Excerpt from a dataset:
- - -

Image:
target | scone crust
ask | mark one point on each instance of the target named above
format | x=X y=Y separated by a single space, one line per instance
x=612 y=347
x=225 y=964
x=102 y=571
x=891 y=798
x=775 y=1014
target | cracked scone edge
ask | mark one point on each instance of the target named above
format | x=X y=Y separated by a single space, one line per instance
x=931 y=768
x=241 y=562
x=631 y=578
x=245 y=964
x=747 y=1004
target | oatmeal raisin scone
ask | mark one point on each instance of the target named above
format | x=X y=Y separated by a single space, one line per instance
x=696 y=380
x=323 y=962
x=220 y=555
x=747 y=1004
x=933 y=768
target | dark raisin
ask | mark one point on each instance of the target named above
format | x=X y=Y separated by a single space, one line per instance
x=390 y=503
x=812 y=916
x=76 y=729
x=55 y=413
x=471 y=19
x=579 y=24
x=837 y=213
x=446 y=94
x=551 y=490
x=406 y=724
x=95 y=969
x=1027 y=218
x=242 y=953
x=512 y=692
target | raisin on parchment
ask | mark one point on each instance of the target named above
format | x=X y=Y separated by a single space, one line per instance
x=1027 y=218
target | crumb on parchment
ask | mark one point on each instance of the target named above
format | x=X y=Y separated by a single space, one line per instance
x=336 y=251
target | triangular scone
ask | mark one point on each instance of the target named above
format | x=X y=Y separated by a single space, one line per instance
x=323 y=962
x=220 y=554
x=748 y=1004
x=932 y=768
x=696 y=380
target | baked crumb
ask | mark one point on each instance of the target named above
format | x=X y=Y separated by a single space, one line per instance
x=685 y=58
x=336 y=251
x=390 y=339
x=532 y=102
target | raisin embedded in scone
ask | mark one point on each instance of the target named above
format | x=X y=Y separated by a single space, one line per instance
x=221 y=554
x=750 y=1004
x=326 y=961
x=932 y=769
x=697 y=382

- - -

**WHAT IS BEING ASKED**. Copy the lines starting at the one containing "target | baked crumb" and ending at the end of the records, substituting "baked into" for "embedded in" and leaving everything else unchanged.

**EXERCISE OUTPUT**.
target | baked crumb
ask | mark one point on each instance of the target named above
format | x=X y=Y separated by a single space, one line per instance
x=685 y=58
x=336 y=251
x=390 y=339
x=532 y=102
target | raisin baked into scone
ask | mark one point on each instance of the target named above
format | x=X y=Y separated by a single space, one line per instance
x=221 y=554
x=750 y=1004
x=326 y=961
x=932 y=769
x=697 y=382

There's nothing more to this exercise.